| Stated exercise |
Give every line of the material below as a JSON list of strings, one string per line, with blank lines omitted. Leave the pictures out of the answer.

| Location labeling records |
★ ★ ★ ★
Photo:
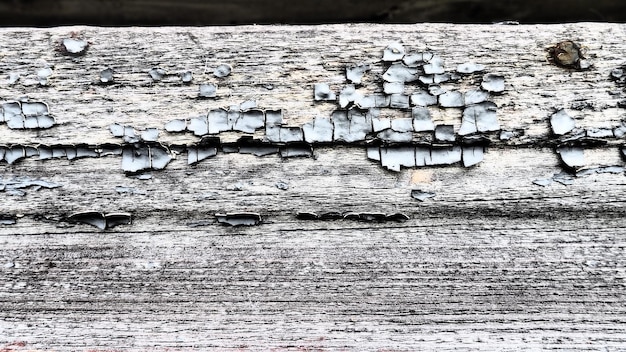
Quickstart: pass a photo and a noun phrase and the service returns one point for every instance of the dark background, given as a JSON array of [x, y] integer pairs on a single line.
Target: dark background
[[211, 12]]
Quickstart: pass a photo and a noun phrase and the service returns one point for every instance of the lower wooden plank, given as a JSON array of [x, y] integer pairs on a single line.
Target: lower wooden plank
[[485, 284]]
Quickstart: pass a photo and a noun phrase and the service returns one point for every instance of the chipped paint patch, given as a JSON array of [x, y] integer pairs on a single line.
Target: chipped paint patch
[[422, 195], [100, 220], [74, 46], [238, 219], [561, 122]]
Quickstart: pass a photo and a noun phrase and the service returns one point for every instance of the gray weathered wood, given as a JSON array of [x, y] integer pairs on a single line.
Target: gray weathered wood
[[492, 261]]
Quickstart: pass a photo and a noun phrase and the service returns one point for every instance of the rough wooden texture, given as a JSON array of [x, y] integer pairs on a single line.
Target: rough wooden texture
[[492, 262]]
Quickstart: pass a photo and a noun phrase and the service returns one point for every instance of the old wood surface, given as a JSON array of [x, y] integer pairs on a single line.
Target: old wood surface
[[494, 261]]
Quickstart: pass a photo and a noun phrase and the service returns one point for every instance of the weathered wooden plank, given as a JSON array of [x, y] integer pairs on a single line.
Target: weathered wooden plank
[[517, 251]]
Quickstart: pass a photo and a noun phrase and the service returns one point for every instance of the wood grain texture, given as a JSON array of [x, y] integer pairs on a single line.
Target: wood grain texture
[[492, 262]]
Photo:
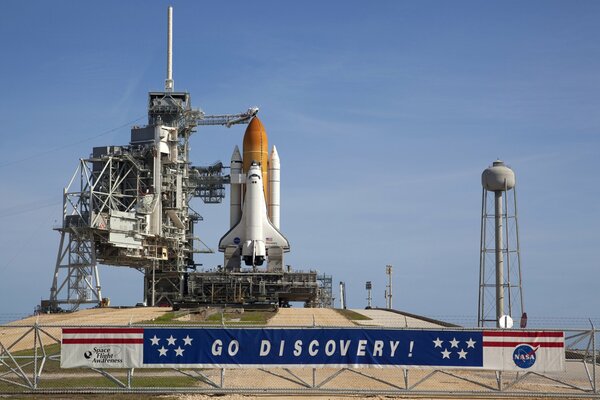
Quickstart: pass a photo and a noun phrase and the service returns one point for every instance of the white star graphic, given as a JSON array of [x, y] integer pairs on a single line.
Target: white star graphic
[[446, 354]]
★ ★ ★ ★
| Answer |
[
  "Photo:",
  "Quickstart: pass a photo and a noun phrase and the service returns one point for every instance of the dark background, given as a JSON array of [x, y] integer pairs on a single line.",
  "Target: dark background",
  "[[211, 12]]",
  "Quickstart: pass a photo and a noun phrase and the service returns one point for every instance of the lower wooden plank, given as a JSON array of [x, y] integer pairs on a single line.",
  "Target: lower wooden plank",
  "[[485, 284]]",
  "Quickstart: pass a photo and a noun phrase and the service returns one point for every instance of the chipped paint patch, given as a JSON array of [x, y] integer pairs on a single line.",
  "Target: chipped paint patch",
  "[[422, 195], [100, 220], [74, 46], [238, 219], [561, 122]]",
  "Quickstart: pass a photo and a noun phrase and the service returns one point for every instance of the gray weathered wood, given as a JSON array of [x, y] integer pairs on a single line.",
  "Target: gray weathered wood",
  "[[492, 261]]",
  "Quickstart: pass a photo and a noun phrase and the service returns one point for every instance of the rough wooden texture, given as a JSON array of [x, y] integer pairs on a single line.",
  "Target: rough wooden texture",
  "[[492, 262]]",
  "Quickstart: pass a photo and a noun phrase and the service returns one point for every instance of the old wood surface, given as a JSON array of [x, y] integer pairs on a single line.",
  "Target: old wood surface",
  "[[494, 261]]",
  "Quickstart: pass a photo and a noun phrase and the service returns one point for every instance of the weathered wooden plank, given as a JSON array of [x, y] integer pairs on a single line.",
  "Target: weathered wooden plank",
  "[[517, 251]]",
  "Quickstart: pass a photo and a noun phrase and the service returns one point for every instance of the wood grain texture, given as a JSON array of [x, y] integer pairs on a single line.",
  "Target: wood grain texture",
  "[[492, 262]]",
  "Photo:",
  "Quickstart: pass a photo and a noun phrase and the service returns one point for every instance of the white star graphic, given as a JSON array of [x, y] integer pairs on a single line.",
  "Target: white star graphic",
  "[[446, 354]]"
]